**INFORMATION GIVEN:**
__________

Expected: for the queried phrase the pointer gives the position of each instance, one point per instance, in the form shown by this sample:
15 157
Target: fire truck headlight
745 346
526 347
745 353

__________

**WORK TO BE COMPLETED:**
Your answer must be the full listing, copied exactly.

**YOUR RESPONSE:**
Expected: for the queried phrase the pointer gives the position of each instance, one point per instance, in the form shown by this sample:
15 157
Target: fire truck headlight
745 346
526 347
745 353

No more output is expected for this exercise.